What needs to be done: In the listing below, find the line that contains "Where can the st." and the line that contains "Where can the street". Quote both and every line between them, exactly, and nothing more.

Data section:
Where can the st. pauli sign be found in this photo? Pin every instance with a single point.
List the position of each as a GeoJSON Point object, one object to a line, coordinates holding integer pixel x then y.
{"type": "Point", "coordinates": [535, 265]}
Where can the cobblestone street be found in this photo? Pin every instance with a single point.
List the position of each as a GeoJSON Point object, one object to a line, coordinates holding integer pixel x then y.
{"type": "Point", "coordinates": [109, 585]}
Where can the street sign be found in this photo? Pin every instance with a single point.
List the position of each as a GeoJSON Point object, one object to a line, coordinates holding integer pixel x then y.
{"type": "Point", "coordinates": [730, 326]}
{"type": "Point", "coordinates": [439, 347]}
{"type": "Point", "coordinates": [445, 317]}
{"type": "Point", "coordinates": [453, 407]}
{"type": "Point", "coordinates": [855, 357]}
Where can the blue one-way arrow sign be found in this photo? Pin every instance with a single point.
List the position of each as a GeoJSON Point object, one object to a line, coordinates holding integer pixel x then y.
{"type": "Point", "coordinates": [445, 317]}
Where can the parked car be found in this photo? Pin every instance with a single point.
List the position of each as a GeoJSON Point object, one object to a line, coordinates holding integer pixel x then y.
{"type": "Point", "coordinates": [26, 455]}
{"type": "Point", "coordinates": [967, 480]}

...

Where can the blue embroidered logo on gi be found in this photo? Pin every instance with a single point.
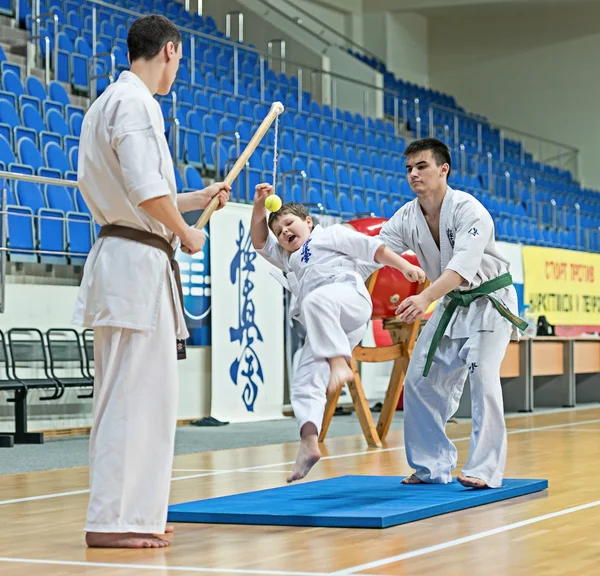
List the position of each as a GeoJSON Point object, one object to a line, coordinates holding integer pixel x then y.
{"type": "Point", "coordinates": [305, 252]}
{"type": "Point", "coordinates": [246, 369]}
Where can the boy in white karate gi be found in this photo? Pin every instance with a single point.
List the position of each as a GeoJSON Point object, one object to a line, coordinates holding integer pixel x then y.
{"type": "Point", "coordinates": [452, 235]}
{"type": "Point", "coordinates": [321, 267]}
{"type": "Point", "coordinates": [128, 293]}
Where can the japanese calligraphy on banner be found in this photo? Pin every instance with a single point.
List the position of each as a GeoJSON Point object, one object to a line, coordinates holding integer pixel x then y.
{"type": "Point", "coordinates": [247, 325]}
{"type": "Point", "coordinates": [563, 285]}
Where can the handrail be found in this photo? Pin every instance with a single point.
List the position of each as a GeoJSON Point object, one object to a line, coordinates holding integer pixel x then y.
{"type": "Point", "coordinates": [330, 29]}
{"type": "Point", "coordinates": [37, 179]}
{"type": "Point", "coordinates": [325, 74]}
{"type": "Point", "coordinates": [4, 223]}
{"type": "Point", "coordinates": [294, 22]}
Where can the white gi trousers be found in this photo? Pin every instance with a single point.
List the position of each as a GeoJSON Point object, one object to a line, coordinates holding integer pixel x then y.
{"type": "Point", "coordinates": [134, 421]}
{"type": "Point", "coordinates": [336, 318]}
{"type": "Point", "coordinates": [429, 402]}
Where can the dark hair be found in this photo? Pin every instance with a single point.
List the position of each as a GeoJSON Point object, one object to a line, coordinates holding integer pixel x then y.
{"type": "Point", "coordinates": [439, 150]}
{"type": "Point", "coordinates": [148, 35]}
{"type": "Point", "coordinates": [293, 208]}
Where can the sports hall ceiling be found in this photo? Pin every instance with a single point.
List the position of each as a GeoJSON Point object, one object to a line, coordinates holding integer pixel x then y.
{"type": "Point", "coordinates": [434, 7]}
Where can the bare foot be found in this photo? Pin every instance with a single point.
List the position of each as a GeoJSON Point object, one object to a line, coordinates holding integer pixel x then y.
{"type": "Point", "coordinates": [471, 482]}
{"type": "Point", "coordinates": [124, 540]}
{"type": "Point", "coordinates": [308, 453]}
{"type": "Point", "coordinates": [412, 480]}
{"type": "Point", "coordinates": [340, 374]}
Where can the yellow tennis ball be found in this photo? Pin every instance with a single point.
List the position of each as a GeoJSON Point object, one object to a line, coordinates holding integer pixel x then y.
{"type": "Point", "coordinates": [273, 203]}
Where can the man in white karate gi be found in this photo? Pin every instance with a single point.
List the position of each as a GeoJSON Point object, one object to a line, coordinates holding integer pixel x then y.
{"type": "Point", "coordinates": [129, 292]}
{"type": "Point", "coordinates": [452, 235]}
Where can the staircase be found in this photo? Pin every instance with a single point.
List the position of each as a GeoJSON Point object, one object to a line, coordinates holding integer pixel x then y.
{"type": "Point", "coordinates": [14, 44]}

==

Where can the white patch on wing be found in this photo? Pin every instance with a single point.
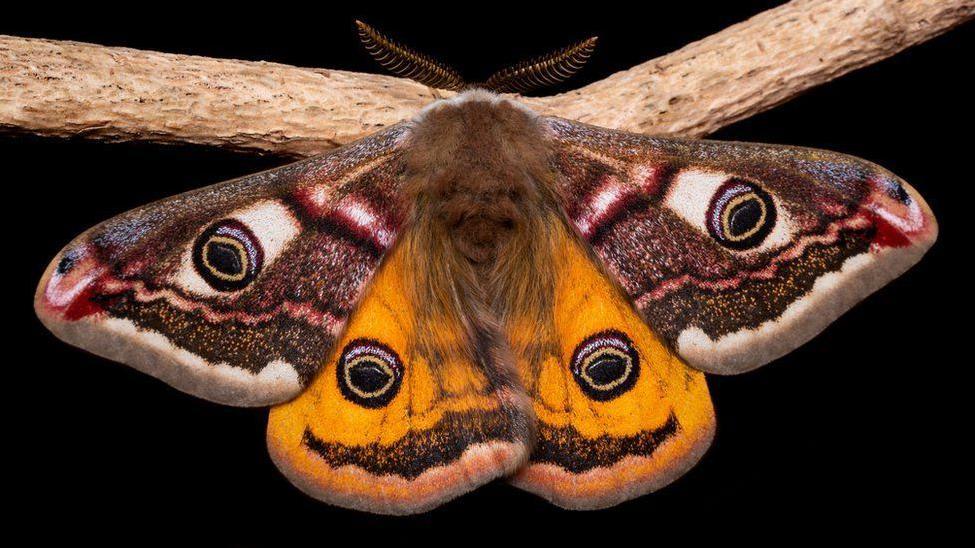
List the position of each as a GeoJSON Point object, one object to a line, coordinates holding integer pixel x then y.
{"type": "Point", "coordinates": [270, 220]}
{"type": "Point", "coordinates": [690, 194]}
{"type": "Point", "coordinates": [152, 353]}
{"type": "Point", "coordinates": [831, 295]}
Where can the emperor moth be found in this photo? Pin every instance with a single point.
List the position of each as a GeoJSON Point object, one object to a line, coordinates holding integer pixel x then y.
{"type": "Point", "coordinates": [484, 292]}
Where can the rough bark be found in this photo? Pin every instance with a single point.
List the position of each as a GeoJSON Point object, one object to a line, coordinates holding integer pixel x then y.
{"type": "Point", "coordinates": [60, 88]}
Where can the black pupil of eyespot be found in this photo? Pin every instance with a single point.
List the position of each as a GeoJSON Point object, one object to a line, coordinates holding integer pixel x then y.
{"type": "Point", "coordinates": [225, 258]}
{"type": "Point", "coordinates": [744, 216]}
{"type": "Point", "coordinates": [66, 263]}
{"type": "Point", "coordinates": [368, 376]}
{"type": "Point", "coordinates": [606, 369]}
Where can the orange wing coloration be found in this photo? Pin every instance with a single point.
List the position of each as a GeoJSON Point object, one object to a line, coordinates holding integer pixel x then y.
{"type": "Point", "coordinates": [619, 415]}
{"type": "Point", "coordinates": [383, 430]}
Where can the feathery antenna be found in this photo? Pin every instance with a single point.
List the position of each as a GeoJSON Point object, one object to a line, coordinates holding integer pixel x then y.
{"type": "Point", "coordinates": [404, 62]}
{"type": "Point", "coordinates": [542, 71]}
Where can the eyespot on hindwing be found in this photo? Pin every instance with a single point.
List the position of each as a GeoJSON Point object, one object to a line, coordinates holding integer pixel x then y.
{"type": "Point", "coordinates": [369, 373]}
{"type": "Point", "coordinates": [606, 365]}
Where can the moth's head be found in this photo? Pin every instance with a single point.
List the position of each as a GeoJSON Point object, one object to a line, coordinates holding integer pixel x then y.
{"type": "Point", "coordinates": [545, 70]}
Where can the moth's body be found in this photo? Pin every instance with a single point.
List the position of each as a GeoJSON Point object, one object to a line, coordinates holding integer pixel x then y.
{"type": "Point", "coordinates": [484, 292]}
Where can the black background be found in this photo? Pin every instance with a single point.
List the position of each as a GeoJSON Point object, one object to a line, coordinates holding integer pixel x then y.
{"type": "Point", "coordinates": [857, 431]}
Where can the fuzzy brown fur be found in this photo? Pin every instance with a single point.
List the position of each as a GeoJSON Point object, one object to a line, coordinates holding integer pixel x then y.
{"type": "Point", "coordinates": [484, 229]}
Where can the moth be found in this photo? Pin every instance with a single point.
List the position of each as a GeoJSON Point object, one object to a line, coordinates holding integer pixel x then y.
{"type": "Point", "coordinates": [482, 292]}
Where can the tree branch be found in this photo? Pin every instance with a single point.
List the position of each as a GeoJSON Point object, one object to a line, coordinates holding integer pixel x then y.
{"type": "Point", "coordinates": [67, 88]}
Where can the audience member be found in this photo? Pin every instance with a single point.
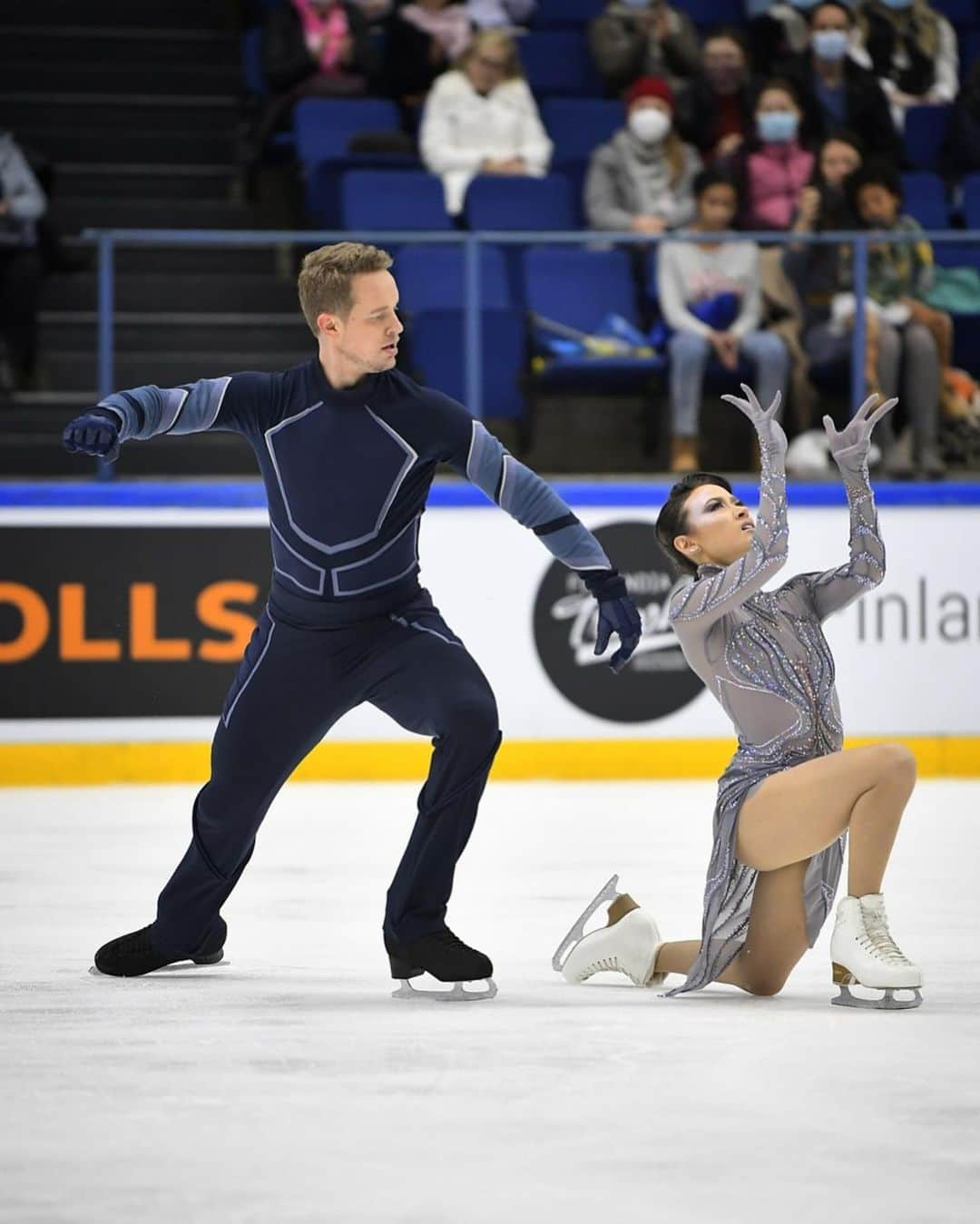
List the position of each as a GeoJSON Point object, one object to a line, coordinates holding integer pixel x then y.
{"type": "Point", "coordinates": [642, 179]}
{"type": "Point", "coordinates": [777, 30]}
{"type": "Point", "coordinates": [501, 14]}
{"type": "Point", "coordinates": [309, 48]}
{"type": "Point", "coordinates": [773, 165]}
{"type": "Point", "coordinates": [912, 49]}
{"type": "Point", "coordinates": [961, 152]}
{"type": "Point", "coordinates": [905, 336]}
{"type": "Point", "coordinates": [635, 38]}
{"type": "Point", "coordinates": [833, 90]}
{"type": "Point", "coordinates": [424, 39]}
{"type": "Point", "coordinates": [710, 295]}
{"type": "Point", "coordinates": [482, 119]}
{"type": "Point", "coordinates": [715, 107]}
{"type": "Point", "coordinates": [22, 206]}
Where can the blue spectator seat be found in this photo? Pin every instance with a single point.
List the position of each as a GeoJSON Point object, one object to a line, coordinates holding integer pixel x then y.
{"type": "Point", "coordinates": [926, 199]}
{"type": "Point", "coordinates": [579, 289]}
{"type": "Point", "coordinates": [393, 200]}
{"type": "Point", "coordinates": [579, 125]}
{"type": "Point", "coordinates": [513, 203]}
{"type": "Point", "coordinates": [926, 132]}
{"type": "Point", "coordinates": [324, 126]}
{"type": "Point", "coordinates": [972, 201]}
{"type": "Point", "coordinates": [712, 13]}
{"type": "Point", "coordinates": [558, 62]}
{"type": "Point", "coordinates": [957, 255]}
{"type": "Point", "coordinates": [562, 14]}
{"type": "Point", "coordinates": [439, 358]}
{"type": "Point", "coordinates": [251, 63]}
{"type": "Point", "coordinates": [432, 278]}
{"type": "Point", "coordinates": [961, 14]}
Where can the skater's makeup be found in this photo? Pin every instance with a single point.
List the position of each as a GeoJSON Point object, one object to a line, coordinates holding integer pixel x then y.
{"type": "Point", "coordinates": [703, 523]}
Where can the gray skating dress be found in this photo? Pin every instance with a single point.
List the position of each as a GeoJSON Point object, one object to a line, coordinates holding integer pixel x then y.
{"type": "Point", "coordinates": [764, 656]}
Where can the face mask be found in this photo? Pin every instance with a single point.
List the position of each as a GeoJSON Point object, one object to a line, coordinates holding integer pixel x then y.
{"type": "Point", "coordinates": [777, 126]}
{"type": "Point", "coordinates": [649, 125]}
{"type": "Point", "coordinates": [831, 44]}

Finished task:
Where can the st. pauli sign be found in this photo? Pin every instance with a single point.
List the position of each as a GeoJSON Point object, one object to a line, coordinates holding integer pixel x then y.
{"type": "Point", "coordinates": [535, 265]}
Where can the cobblestone street be found in this photo? Pin every instance with a single point.
List the position of each as a GeoJSON Point object, one object to a line, coordinates holding integer pixel x then y.
{"type": "Point", "coordinates": [109, 585]}
Where can the street sign be found in this photo? Pin every instance with a single point.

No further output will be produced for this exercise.